### Your goal
Copy out each of the lines below word for word.

### Dataset records
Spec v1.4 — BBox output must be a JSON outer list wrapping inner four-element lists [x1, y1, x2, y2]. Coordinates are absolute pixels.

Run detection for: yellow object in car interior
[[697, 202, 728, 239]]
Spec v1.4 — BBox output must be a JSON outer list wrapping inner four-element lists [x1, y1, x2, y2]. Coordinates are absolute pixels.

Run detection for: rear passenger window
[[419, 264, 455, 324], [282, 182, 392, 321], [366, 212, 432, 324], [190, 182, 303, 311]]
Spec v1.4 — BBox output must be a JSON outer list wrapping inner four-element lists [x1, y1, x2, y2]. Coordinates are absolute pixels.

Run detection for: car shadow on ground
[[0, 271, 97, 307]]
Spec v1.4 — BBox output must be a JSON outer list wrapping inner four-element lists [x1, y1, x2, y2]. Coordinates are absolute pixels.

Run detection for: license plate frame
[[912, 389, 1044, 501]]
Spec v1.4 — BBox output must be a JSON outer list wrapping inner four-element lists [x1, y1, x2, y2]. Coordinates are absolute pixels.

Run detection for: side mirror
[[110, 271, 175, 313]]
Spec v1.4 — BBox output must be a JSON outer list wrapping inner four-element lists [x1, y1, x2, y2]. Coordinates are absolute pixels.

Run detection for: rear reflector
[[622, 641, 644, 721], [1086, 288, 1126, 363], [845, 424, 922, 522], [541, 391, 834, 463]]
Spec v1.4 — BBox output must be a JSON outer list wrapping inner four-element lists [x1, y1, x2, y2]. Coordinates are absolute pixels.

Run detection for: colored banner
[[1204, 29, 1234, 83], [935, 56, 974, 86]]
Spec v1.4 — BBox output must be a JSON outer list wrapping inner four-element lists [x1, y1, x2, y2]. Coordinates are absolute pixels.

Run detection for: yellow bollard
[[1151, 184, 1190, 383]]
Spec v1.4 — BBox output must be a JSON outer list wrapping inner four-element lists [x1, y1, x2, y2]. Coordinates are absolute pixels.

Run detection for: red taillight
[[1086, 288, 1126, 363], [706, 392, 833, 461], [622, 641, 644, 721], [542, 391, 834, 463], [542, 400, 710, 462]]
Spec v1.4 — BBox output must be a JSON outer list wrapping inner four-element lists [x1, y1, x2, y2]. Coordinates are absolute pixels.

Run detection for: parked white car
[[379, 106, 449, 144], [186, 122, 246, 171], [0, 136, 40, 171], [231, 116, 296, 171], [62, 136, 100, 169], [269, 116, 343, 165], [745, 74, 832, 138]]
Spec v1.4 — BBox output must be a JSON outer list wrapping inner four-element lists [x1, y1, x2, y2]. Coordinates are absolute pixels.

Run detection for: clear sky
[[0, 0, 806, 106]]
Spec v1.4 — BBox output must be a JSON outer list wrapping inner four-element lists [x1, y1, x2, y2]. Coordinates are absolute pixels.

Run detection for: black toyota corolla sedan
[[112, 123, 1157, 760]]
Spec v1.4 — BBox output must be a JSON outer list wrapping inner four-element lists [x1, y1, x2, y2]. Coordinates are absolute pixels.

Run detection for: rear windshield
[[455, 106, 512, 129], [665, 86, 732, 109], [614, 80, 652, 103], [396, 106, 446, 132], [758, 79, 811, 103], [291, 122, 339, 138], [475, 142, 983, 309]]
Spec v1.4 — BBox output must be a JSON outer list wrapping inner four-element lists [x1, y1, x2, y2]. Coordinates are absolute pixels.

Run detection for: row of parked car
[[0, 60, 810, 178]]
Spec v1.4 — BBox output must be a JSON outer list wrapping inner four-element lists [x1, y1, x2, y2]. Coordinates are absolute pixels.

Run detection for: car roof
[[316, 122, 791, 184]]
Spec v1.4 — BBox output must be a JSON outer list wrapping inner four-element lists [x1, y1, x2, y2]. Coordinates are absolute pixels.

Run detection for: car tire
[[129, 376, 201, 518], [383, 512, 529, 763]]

### Task solution
Spec v1.4 — BBox output must be a JSON outer list wrapping inner four-element lists [x1, y1, x2, y2]. Coordinates are absolute pixels.

Run detection for: yellow object in car interior
[[697, 202, 728, 239]]
Spec v1.4 — BBox output must be a JSON outer list wrapping inner four-element lists [x1, y1, x2, y2]. Coordinates are absolute pixels.

Run detection for: rear passenger window
[[419, 264, 455, 324], [282, 182, 392, 321], [366, 212, 432, 324], [190, 182, 303, 311]]
Spec v1.4 — BBox output must be a JSON outer list wrapping inner four-element lists [x1, y1, x2, y2]. Coordinates are absolute pixels.

Run detection for: car shadow on ground
[[0, 271, 97, 307]]
Spec v1.4 — BBox output must be a JSON outer list wrapping inner four-element lists [x1, y1, x2, y2]. Coordinates are absolute pixels.

Run detection for: license plate frame
[[912, 389, 1044, 501]]
Spec v1.4 — BBox output must be a JSON outer list wrapping inner four-element lists [x1, y1, x2, y2]. Coordinates are absolute pixels.

Run detection for: side mirror
[[110, 271, 175, 313]]
Spec v1.4 — BBox output must be a JSON outer list wrapping inner four-element lists [x1, y1, x2, y2]. Coordinates are absolute pixels.

Run detection for: rear reflector
[[622, 641, 644, 721], [1086, 288, 1126, 363], [845, 424, 922, 522], [541, 391, 834, 463]]
Spec v1.4 — BBox output must be a JSON outer list wrapping inner four-element lists [x1, y1, x2, y2]. Coordinates are absolute pixels.

Run detection for: colored banner
[[1204, 29, 1234, 83], [935, 56, 974, 86]]
Spec v1.4 — BBox output must be a JSON outer list wrapping inner four-element lists [x1, y1, x2, y2]. Coordinates are absolute pixels.

Run detection for: yellow bollard
[[1151, 184, 1190, 383]]
Spec v1.4 — BBox output must be a JSON outer list wrapping inner four-element lists [x1, y1, x2, y2]. Coordinates are absolute pixels.

Run detection for: red taillight
[[1086, 288, 1126, 363], [706, 392, 833, 461], [622, 641, 644, 721], [542, 391, 834, 463], [542, 400, 710, 462]]
Spec v1.4 — BBox output must be a JSON outer list wrapping inner four-element lists [x1, y1, x2, y2]. Coordinates are absolute pixels.

Run detection for: parked white car
[[379, 106, 449, 144], [186, 122, 246, 171], [0, 136, 40, 171], [231, 116, 296, 171], [62, 136, 100, 169], [269, 116, 343, 165], [745, 74, 832, 138]]
Spec v1.4 — BBox output must be a JSON outer list wrapping inner four-element lists [x1, y1, x2, y2]. Coordinates are absolute pixels.

Run detection for: clear sky
[[0, 0, 806, 106]]
Spec v1.4 — BBox output must be a JSON outer list wrapping inner four-element lists [x1, y1, x2, y2]. Coordinates are absolute pixels.

Run detection for: black toyota corolla sedan
[[112, 123, 1157, 760]]
Spec v1.4 — BBox output must be a JSON outer list wrapping inner four-element lists [x1, y1, x2, y2]. Coordinates are absolute pixels.

Run detection for: rear windshield
[[455, 106, 512, 129], [665, 86, 732, 109], [614, 80, 652, 103], [396, 106, 446, 132], [758, 79, 811, 103], [291, 122, 339, 138], [475, 142, 983, 309]]
Spec v1.4 — BBox output must be a JSON outer list wrapping inner four-element lists [x1, y1, x2, y2]. Coordinates are absolute pixels.

Run detection for: row of parked car
[[0, 60, 810, 178]]
Spec v1.4 — BBox output must be a JSON outer list wrapping inner four-element lists [x1, y1, x2, y2]. Coordinates are absolute pixels.

Run detection for: car roof
[[316, 122, 791, 184]]
Spec v1.4 — BBox output must be a JSON outer list wrapping inner four-element lists [x1, y1, x2, y2]. Coordinates are absolute pixels.

Run detection for: car tire
[[129, 376, 201, 518], [383, 512, 529, 763]]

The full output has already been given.